TASK DESCRIPTION = Print the data exactly as it is given, please.
[EXTRACTED MATERIAL — start]
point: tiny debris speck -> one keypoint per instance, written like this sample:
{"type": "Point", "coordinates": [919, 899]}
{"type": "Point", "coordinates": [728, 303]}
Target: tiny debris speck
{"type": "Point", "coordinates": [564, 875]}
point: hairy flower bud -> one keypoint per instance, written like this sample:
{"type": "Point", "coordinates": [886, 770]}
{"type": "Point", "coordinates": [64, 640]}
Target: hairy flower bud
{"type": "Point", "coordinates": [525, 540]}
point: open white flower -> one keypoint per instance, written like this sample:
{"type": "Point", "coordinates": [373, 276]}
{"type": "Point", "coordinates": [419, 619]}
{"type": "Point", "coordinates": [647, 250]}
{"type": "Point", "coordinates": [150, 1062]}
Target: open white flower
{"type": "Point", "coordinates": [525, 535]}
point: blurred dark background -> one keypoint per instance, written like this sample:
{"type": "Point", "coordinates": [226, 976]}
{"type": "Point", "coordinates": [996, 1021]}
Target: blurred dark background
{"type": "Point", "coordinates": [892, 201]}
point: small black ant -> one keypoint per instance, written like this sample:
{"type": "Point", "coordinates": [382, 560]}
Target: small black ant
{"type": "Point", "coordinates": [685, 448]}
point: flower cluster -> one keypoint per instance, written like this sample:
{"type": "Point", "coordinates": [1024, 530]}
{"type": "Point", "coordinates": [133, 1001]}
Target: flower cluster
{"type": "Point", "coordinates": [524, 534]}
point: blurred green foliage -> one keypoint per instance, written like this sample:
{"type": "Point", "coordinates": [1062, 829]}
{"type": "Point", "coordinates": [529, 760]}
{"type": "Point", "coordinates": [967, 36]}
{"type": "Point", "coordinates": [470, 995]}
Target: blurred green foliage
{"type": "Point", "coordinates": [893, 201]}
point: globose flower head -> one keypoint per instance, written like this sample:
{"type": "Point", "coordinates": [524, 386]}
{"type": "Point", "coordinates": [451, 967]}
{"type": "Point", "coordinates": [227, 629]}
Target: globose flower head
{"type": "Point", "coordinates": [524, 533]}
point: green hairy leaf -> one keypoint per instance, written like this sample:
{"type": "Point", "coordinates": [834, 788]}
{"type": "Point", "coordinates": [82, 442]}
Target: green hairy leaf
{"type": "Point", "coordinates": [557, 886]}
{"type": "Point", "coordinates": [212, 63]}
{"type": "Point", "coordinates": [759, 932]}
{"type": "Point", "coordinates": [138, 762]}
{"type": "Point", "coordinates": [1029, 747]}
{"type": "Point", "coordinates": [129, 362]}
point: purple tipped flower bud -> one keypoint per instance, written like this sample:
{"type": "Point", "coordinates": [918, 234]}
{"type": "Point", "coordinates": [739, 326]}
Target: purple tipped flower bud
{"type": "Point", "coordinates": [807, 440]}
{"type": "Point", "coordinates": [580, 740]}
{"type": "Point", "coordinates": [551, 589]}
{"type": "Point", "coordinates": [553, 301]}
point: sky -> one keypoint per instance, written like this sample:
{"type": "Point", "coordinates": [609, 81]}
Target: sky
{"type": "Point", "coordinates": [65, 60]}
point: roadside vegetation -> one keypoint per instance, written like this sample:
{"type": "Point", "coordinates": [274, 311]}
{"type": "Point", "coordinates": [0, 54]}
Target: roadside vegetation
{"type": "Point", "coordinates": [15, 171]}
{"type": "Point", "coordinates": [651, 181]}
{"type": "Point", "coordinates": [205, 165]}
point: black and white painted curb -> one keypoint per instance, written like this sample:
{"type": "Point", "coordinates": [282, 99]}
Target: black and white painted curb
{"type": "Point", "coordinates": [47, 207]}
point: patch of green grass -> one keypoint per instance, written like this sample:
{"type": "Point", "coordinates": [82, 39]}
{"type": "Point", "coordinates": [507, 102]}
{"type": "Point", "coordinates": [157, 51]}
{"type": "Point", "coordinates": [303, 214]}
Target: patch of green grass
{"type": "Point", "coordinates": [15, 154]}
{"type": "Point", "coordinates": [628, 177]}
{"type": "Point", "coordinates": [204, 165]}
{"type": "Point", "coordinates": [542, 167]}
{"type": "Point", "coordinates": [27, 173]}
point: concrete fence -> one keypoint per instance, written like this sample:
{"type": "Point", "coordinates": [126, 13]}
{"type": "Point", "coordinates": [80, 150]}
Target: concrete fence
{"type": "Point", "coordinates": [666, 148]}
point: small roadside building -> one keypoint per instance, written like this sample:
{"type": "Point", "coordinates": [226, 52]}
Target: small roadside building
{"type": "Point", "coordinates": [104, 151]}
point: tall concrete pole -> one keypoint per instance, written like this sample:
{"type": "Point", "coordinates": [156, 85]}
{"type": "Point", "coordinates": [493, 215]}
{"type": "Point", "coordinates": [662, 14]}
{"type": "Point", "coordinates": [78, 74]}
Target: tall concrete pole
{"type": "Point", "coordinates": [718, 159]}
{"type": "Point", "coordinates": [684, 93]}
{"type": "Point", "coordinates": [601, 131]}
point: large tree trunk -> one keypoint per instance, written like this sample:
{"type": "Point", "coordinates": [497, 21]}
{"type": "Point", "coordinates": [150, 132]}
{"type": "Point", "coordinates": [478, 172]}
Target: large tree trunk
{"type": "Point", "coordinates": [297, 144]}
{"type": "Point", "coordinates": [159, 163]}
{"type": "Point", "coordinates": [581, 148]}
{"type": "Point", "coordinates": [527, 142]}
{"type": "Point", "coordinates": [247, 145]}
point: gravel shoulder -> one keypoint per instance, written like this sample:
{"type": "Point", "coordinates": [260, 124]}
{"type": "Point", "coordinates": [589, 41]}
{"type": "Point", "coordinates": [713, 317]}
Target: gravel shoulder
[EXTRACTED MATERIAL — finish]
ANSWER AREA =
point: tiny debris speck -> one keypoint per instance, written like this sample:
{"type": "Point", "coordinates": [919, 899]}
{"type": "Point", "coordinates": [728, 303]}
Target: tiny debris speck
{"type": "Point", "coordinates": [564, 875]}
point: hairy flower bud -> one keypoint per instance, written like this sample:
{"type": "Point", "coordinates": [886, 770]}
{"type": "Point", "coordinates": [64, 640]}
Target: hairy flower bud
{"type": "Point", "coordinates": [525, 540]}
point: open white flower -> one keypoint per instance, written like this sample:
{"type": "Point", "coordinates": [373, 276]}
{"type": "Point", "coordinates": [419, 619]}
{"type": "Point", "coordinates": [647, 250]}
{"type": "Point", "coordinates": [150, 1062]}
Target: open white flower
{"type": "Point", "coordinates": [525, 535]}
point: blurred dark background -> one keypoint per instance, written like this sample:
{"type": "Point", "coordinates": [226, 976]}
{"type": "Point", "coordinates": [996, 1021]}
Target: blurred dark background
{"type": "Point", "coordinates": [892, 201]}
point: small black ant -> one keypoint per instance, written like this sample:
{"type": "Point", "coordinates": [382, 560]}
Target: small black ant
{"type": "Point", "coordinates": [685, 448]}
point: flower cluster -> one keypoint per instance, written like this sample:
{"type": "Point", "coordinates": [1024, 530]}
{"type": "Point", "coordinates": [133, 1001]}
Target: flower cluster
{"type": "Point", "coordinates": [524, 534]}
point: blurred green foliage -> one keypoint per instance, written like this sample:
{"type": "Point", "coordinates": [1062, 829]}
{"type": "Point", "coordinates": [529, 760]}
{"type": "Point", "coordinates": [967, 36]}
{"type": "Point", "coordinates": [470, 995]}
Target: blurred green foliage
{"type": "Point", "coordinates": [893, 201]}
point: globose flower head -> one keypoint per instance, written like this sample:
{"type": "Point", "coordinates": [524, 386]}
{"type": "Point", "coordinates": [451, 967]}
{"type": "Point", "coordinates": [227, 629]}
Target: globose flower head
{"type": "Point", "coordinates": [524, 533]}
point: green hairy leaf -> one keypoint per instance, written like this sample:
{"type": "Point", "coordinates": [834, 788]}
{"type": "Point", "coordinates": [82, 442]}
Target: green hairy leaf
{"type": "Point", "coordinates": [557, 886]}
{"type": "Point", "coordinates": [212, 63]}
{"type": "Point", "coordinates": [759, 932]}
{"type": "Point", "coordinates": [138, 762]}
{"type": "Point", "coordinates": [1029, 747]}
{"type": "Point", "coordinates": [129, 362]}
point: purple tipped flower bud -> one keypoint per instance, written like this sample:
{"type": "Point", "coordinates": [918, 234]}
{"type": "Point", "coordinates": [739, 326]}
Target: purple tipped flower bud
{"type": "Point", "coordinates": [807, 440]}
{"type": "Point", "coordinates": [580, 740]}
{"type": "Point", "coordinates": [551, 589]}
{"type": "Point", "coordinates": [553, 301]}
point: sky -> one keypoint per instance, written like this sample:
{"type": "Point", "coordinates": [609, 81]}
Target: sky
{"type": "Point", "coordinates": [65, 60]}
point: roadside vegetation -> one keypoint per instance, written like this sample:
{"type": "Point", "coordinates": [274, 311]}
{"type": "Point", "coordinates": [0, 54]}
Target: roadside vegetation
{"type": "Point", "coordinates": [15, 171]}
{"type": "Point", "coordinates": [651, 181]}
{"type": "Point", "coordinates": [205, 165]}
point: black and white painted curb -> one keypoint per instance, written like this sample:
{"type": "Point", "coordinates": [282, 99]}
Target: black and white painted curb
{"type": "Point", "coordinates": [47, 207]}
point: patch of green grass -> one keypoint per instance, written like this sample:
{"type": "Point", "coordinates": [82, 39]}
{"type": "Point", "coordinates": [507, 102]}
{"type": "Point", "coordinates": [157, 51]}
{"type": "Point", "coordinates": [303, 214]}
Target: patch of green grass
{"type": "Point", "coordinates": [15, 154]}
{"type": "Point", "coordinates": [628, 177]}
{"type": "Point", "coordinates": [204, 165]}
{"type": "Point", "coordinates": [542, 167]}
{"type": "Point", "coordinates": [27, 173]}
point: concrete fence -> one keypoint per instance, written like this sample:
{"type": "Point", "coordinates": [126, 13]}
{"type": "Point", "coordinates": [80, 150]}
Target: concrete fence
{"type": "Point", "coordinates": [666, 148]}
point: small roadside building -> one keypoint per instance, written like this sample:
{"type": "Point", "coordinates": [226, 52]}
Target: small roadside building
{"type": "Point", "coordinates": [104, 151]}
point: tall concrete pole -> one keypoint per instance, written like this sample:
{"type": "Point", "coordinates": [156, 85]}
{"type": "Point", "coordinates": [493, 215]}
{"type": "Point", "coordinates": [662, 14]}
{"type": "Point", "coordinates": [78, 74]}
Target: tall concrete pole
{"type": "Point", "coordinates": [718, 159]}
{"type": "Point", "coordinates": [684, 93]}
{"type": "Point", "coordinates": [601, 131]}
point: large tree trunk -> one keypoint per instance, written like this sample:
{"type": "Point", "coordinates": [497, 21]}
{"type": "Point", "coordinates": [150, 132]}
{"type": "Point", "coordinates": [478, 172]}
Target: large tree trunk
{"type": "Point", "coordinates": [297, 144]}
{"type": "Point", "coordinates": [159, 163]}
{"type": "Point", "coordinates": [581, 148]}
{"type": "Point", "coordinates": [527, 142]}
{"type": "Point", "coordinates": [247, 145]}
point: gravel shoulder -> one keypoint per instance, written like this sample:
{"type": "Point", "coordinates": [260, 124]}
{"type": "Point", "coordinates": [589, 41]}
{"type": "Point", "coordinates": [713, 317]}
Target: gravel shoulder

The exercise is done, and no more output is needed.